We can number the samples 0 through 15 (#0 for the 1st and #15 for the last or 16th), and perform 2+2+2+2=8 tests on all the samples and label them A through H.
Test A will contain the first half of the samples (#0 through #7) while B will contain the second half of the samples (#8 through #15).
Tests C and D will contain another half of the samples, split up in a different way. C will contain the first quarter of the samples and the third quarter of the samples (#4 through #7), while D will contain the second quarter of the samples and the fourth quarter of the samples (#12 through #15). We will repeat this progressive splitting until we get to H.
Note that a quick way of doing this sample batching computationally is to convert each number to bits. For example, the first sample (#0) will be expressed as the 4-digit binary number 0000. The last sample (#15) will be expressed as the 4-digit binary number 1111.
Tests will be peformed on all samples that match a given bit:
Test A = all samples where the leftmost bit is 0
Test B = all samples where the leftmost bit is 1
Test C = all samples where the second highest bit is 0
Test D = all samples where the second highest bit is 1
Test E = all samples where the third highest bit is 0
Test F = all samples where the third highest bit is 1
Test G = all samples where the rightmost bit is 0
Test H = all samples where the rightmost bit is 1
Now imagine the tests come up as follows:
A = ➕
B = ➕
C = ➖
D = ➕
E = ➖
F = ➕
G = ➖
H = ➕
From here, we take each sample's binary representation and check it against the results.

Instructions
[a] Answer these questions from the sample-pooling walkthrough:
(i) How many samples are there, and what numbers are they given?
(ii) What 4-digit binary number expresses sample #15?
(iii) In the imagined results, which tests come up ➖?
[b] Summarize the sample-pooling walkthrough in two sentences.
[c] Continue the sample-pooling walkthrough from its final sentence.

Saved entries
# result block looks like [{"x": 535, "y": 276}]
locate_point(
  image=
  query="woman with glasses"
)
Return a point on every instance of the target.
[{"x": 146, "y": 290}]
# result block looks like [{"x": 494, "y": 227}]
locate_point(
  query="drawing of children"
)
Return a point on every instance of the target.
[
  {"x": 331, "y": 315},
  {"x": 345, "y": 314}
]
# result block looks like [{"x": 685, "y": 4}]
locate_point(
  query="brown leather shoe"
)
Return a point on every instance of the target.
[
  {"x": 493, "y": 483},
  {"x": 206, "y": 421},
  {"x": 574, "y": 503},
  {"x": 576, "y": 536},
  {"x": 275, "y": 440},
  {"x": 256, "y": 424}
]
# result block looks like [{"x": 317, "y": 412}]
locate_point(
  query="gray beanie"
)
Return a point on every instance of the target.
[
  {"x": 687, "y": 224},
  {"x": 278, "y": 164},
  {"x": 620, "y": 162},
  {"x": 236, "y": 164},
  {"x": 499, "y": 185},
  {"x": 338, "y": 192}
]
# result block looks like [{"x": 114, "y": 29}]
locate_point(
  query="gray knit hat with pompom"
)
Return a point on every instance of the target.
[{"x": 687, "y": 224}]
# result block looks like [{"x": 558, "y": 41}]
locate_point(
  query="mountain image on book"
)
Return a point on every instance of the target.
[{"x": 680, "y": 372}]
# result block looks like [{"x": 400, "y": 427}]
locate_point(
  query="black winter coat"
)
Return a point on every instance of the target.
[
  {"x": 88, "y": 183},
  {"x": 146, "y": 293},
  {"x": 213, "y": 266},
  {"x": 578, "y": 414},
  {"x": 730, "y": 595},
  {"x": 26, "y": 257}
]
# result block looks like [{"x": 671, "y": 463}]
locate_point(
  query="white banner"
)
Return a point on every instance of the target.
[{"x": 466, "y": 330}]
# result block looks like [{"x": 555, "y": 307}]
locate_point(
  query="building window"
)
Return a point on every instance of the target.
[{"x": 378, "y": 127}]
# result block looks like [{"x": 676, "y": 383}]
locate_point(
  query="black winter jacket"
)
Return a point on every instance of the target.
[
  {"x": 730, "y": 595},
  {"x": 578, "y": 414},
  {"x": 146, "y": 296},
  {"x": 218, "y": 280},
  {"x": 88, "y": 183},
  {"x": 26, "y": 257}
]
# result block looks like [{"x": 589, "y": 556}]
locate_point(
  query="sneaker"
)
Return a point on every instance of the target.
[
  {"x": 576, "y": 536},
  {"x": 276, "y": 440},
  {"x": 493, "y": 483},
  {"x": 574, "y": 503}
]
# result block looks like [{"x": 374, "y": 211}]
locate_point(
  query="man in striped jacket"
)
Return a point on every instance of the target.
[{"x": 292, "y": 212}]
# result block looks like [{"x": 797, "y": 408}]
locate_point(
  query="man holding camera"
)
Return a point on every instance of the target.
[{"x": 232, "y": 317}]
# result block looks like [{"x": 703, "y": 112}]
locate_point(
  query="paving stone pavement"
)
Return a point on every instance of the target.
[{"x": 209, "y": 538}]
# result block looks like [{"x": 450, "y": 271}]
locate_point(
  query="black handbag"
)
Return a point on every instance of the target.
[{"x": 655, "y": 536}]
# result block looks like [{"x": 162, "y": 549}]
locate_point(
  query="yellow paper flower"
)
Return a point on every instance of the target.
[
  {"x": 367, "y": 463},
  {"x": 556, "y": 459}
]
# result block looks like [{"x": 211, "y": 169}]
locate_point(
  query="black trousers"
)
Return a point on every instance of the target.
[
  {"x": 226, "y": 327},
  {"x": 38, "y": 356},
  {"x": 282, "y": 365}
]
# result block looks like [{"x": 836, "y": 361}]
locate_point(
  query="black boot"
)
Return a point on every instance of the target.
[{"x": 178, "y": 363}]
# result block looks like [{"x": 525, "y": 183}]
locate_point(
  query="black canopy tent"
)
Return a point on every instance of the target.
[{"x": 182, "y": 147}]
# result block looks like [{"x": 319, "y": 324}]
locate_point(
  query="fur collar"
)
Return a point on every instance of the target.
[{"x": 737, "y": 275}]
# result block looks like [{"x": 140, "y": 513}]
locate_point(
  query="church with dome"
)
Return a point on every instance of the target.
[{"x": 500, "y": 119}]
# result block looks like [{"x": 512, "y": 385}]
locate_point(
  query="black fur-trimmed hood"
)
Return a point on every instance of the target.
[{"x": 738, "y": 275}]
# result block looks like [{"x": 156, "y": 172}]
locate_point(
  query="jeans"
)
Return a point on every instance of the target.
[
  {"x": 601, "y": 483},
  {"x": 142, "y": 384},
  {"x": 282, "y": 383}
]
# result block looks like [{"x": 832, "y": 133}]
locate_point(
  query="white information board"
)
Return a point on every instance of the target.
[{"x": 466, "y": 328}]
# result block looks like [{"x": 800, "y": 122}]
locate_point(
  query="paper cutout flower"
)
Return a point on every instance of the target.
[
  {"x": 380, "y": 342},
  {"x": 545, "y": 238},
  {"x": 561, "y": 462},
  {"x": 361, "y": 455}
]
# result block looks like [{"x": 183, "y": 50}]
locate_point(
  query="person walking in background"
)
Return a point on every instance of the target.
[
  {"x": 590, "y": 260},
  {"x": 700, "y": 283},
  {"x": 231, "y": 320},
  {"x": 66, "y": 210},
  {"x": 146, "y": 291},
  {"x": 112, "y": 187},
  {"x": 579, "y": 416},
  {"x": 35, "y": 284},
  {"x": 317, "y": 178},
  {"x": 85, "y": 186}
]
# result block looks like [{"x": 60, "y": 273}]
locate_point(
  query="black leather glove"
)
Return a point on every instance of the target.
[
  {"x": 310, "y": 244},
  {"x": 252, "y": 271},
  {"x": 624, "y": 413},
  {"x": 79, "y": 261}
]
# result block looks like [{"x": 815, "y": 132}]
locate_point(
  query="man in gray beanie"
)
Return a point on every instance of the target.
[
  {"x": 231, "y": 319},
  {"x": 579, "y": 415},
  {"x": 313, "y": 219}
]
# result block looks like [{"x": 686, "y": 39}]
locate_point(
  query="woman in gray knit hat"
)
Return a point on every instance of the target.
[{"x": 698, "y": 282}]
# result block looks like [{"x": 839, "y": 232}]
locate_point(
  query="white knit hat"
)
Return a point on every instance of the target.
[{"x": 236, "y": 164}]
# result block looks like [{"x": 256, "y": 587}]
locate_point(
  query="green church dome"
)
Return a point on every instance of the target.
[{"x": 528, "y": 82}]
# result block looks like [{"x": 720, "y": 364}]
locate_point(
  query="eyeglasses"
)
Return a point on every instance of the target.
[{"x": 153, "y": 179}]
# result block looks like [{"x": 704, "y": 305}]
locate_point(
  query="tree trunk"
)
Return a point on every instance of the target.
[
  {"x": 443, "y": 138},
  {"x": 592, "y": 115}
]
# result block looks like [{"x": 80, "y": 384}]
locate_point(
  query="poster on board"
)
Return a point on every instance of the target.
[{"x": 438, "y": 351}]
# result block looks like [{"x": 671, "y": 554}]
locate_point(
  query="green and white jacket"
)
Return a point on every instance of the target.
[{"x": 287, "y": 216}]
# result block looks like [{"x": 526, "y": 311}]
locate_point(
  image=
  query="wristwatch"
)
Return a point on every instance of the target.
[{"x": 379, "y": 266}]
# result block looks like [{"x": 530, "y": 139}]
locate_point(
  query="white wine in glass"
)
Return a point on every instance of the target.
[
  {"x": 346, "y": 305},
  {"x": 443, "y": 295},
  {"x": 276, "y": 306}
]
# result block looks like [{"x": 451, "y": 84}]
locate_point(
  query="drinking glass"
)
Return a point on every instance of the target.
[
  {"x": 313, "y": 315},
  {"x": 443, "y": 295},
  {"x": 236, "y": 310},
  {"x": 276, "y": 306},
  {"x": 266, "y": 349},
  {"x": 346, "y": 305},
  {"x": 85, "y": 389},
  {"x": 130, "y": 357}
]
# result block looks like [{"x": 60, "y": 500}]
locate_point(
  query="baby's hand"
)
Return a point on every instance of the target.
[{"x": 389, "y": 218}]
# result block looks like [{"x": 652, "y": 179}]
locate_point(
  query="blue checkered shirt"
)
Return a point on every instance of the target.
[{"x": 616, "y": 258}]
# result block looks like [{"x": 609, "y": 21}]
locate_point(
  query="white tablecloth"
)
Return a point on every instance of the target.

Task results
[a]
(i) There are 16 samples, numbered 0 through 15.
(ii) 1111
(iii) Tests C, E and G.

[b] Sixteen samples numbered 0 through 15 go through eight tests labeled A through H, with each pair of tests splitting the samples into halves in a different way. Writing each sample number as a 4-digit binary number lets each test cover all samples with a given bit equal to 0 or 1, and once the results are in, each sample's binary representation is checked against them.

[c]
The first sample is 0000, so it was included in tests A, C, E, G.
Since C is negative, 0000 is also negative, but more generally, all samples with 0 in the second digit (0000, 0001, 0010, 0011, 1000, 1001, 1010, and 1011).
Since E is negative, all remaining samples with 0 in the third digit are negative (0100, 0101, 1100, and 1101).
And since G is negative, all remaining samples with 0 in the fourth digit are negative (0110, 1110).
That leaves two samples left: 1111 (#15 AKA the 16th sample) and 0111 (#7 AKA the 8th sample).
These two samples are the likely positives.
It's important to note that this method does in fact increase the false rate, particularly as true positives exceed 1%.
Therefore, we may want to do another round of testing on the likely positives, which will only require us to do 2 more tests.
Millions at a Time with Barcoding
As if that's not good enough, we're going to take testing to an even higher level.
Imagine we could test a million samples all at the same time, in a single reaction.
There's actually a way to do testing that allows us to attach a barcode to each sample, then test the sample, and get a readout of all of the barcodes that are a match.
This may sound too good to be true, but it isn't.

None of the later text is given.